Information:

-.-.-

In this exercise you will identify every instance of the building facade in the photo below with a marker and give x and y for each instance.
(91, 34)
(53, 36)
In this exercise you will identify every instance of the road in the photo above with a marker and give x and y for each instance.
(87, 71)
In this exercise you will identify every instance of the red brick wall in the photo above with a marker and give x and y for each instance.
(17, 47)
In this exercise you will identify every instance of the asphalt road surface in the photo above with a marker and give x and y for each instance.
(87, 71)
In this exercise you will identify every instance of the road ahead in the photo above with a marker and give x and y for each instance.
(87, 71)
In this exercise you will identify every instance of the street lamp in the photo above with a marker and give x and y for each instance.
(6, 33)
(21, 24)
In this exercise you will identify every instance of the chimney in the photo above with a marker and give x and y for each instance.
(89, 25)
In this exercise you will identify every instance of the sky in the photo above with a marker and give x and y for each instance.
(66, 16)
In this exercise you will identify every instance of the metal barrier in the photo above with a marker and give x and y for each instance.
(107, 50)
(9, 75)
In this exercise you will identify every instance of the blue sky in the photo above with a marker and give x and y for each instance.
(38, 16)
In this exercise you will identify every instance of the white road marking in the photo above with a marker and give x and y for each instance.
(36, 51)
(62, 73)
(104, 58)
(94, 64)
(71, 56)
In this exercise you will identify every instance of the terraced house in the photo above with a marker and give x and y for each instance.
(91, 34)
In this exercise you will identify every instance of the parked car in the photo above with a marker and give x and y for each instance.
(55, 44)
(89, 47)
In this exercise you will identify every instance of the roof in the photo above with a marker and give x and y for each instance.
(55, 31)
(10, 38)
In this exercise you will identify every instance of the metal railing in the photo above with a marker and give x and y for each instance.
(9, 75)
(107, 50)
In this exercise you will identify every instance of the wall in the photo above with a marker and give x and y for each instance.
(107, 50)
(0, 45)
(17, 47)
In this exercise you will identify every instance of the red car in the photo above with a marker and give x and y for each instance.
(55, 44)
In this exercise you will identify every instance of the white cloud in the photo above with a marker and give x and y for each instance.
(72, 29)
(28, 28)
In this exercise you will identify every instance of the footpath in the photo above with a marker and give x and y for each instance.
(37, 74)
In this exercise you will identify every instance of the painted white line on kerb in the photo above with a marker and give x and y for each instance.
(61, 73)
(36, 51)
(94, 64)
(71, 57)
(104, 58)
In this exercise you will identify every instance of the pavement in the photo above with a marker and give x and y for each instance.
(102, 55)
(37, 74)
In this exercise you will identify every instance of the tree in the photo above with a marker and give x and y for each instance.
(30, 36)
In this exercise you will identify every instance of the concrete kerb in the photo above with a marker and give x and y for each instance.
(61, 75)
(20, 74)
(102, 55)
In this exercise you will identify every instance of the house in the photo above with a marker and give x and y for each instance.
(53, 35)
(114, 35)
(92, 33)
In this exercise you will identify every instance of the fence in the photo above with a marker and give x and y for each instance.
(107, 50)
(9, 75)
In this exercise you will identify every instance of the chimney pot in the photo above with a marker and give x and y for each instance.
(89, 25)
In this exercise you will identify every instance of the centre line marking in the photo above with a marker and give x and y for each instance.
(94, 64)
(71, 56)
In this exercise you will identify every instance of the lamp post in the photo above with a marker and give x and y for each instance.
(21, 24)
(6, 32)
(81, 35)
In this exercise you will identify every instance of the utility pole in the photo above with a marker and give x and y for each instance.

-.-.-

Exercise prompt:
Lines from the one that contains "In this exercise you will identify every instance of the centre" through the final line of the entries must be duplicated exactly, and no other lines.

Task result:
In this exercise you will identify every instance of the centre line marking in the photo above with a marker and give x and y for each instance.
(94, 64)
(71, 56)
In this exercise you will identify every instance of the lamp post in the photo above with a marker and give x and y for each instance.
(21, 24)
(6, 32)
(81, 35)
In this exercise you will identify every instance of the utility pole in the photo above with a marker and give x and y for each instance.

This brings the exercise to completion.